TEXTE RETENU.
Il est rappelé que le versement d’une redevance par l’occupant du domaine
public est un principe posé par l’article L. 2125-1 du code général de la propriété des
personnes publiques selon lequel :
« toute occupation ou utilisation du domaine public d'une
personne publique
[…]
donne lieu au paiement d'une redevance […]. Par dérogation aux
dispositions de l'alinéa précédent, l'autorisation d'occupation ou d'utilisation du domaine
public peut être délivrée gratuitement :
1°
soit lorsque l'occupation ou l'utilisation est la condition naturelle et forcée de
l'exécution de travaux ou de la présence d'un ouvrage, intéressant un service
public qui bénéficie gratuitement à tous ;
2°
soit lorsque l'occupation ou l'utilisation contribue directement à assurer la
conservation du domaine public lui-même.
En outre, l'autorisation d'occupation ou d'utilisation du domaine public peut être
délivrée gratuitement aux associations à but non lucratif qui concourent à la satisfaction d'un
intérêt général
. »
Le code précise par ailleurs que la redevance due pour l'occupation ou
l'utilisation du domaine public doit tenir compte des avantages de toute nature procurés au
titulaire de l'autorisation.
L’hippodrome n’est pas mis gratuitement à disposition de tous puisque le public
paie un prix d’entrée pour y accéder. L’occupation présente de plus un caractère
commercial.
Il peut être argumenté que son occupation par le gestionnaire contribue
directement à assurer la conservation du domaine public lui-même, puisque France-Galop
en assure l’exploitation et l’entretien.

ACTIONS DEMANDÉES.
**A.** Pour chacune des affirmations suivantes, indiquez par oui ou par non si elle est conforme à l'extrait sur la redevance d'occupation du domaine public, et citez les mots du texte qui tranchent. (i) Le principe du versement d'une redevance est posé par l'article L. 2125-1 du code général de la propriété des personnes publiques. (ii) Le public accède gratuitement à l'hippodrome. (iii) France-Galop assure l'exploitation et l'entretien de l'hippodrome.
**B.** Énumérez tous les cas dans lesquels, selon l'extrait sur la redevance d'occupation du domaine public, l'autorisation d'occupation ou d'utilisation du domaine public peut être délivrée gratuitement.
**C.** Reformulez plus brièvement le paragraphe de l'extrait sur la redevance d'occupation du domaine public qui commence par « L’hippodrome n’est pas mis gratuitement », en conservant ses faits principaux.

(Données d'annotation par points)
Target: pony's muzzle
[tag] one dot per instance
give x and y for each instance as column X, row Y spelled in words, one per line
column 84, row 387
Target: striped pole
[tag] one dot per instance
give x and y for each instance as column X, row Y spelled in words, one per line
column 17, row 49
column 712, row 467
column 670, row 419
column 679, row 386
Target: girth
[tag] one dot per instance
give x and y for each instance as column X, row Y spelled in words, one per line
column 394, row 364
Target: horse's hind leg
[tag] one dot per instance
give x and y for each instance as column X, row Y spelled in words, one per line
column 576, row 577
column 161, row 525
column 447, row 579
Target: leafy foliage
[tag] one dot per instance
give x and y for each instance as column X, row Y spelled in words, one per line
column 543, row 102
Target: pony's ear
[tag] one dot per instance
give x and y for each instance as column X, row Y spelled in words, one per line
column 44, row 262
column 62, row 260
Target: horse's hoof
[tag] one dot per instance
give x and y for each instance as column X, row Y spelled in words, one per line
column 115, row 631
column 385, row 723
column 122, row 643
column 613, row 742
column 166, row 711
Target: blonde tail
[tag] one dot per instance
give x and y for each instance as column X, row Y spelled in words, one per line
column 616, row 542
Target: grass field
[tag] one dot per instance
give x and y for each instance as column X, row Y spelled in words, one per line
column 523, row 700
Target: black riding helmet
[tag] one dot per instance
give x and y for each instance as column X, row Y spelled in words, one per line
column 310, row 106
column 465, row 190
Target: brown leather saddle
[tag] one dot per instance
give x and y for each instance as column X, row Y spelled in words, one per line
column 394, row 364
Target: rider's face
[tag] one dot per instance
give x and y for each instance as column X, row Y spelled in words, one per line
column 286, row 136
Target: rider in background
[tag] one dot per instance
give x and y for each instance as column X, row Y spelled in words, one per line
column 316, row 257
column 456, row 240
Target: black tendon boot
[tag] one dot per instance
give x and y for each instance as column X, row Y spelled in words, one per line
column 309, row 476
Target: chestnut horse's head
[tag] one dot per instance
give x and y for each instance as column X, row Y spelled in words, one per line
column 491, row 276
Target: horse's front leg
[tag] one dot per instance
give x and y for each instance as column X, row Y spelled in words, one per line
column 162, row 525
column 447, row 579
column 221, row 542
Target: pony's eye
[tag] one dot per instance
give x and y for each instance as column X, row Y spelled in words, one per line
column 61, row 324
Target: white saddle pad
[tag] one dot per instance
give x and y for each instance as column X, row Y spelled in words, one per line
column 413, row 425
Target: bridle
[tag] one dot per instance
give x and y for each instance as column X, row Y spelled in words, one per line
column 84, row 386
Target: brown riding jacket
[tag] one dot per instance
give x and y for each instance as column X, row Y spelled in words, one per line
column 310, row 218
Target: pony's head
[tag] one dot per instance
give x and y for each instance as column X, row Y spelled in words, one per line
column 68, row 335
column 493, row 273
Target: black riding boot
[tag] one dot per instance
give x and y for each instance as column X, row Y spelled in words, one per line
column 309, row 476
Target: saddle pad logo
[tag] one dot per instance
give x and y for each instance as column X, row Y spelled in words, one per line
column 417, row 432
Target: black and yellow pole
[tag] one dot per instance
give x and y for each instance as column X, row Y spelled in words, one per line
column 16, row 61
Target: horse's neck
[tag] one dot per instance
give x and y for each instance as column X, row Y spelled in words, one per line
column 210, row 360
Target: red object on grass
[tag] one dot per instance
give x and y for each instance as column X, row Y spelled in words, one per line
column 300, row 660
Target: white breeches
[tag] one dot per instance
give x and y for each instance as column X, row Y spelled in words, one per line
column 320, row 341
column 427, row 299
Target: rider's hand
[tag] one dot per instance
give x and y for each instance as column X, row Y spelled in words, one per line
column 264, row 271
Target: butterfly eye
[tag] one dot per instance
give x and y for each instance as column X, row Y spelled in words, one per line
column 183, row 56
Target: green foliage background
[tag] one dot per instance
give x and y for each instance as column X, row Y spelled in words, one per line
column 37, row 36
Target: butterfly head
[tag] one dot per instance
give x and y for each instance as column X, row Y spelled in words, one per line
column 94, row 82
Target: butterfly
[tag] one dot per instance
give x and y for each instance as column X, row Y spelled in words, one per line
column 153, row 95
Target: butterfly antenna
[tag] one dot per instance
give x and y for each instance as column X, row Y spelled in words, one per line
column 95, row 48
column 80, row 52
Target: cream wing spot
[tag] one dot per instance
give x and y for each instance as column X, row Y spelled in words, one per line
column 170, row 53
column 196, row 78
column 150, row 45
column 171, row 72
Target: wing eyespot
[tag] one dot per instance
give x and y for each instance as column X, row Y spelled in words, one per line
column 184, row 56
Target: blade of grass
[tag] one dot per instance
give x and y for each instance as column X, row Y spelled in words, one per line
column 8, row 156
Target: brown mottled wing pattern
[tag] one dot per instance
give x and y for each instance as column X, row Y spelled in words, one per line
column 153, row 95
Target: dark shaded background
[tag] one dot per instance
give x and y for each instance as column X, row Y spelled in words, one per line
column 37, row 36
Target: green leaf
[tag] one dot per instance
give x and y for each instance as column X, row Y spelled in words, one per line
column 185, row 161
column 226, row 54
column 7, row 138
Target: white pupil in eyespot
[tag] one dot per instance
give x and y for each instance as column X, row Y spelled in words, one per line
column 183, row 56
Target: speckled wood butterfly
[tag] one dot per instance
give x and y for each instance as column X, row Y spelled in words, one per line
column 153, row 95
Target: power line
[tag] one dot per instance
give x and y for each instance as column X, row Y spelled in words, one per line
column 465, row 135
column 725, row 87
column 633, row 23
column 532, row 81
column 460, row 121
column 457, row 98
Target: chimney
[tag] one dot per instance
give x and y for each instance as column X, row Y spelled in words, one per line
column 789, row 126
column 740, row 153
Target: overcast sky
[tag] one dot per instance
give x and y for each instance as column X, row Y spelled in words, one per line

PROBLÈMES RÉSOLUS.
**A.**
(i) Oui : « le versement d’une redevance par l’occupant du domaine public est un principe posé par l’article L. 2125-1 du code général de la propriété des personnes publiques ».
(ii) Non : « le public paie un prix d’entrée pour y accéder ».
(iii) Oui : « France-Galop en assure l’exploitation et l’entretien ».

**B.**
- Lorsque l'occupation ou l'utilisation est la condition naturelle et forcée de l'exécution de travaux ou de la présence d'un ouvrage, intéressant un service public qui bénéficie gratuitement à tous.
- Lorsque l'occupation ou l'utilisation contribue directement à assurer la conservation du domaine public lui-même.
- Lorsque l'autorisation est accordée à des associations à but non lucratif qui concourent à la satisfaction d'un intérêt général.

**C.** L'hippodrome n'est pas gratuit pour tous, puisque le public paie l'entrée. Son occupation a en outre un caractère commercial.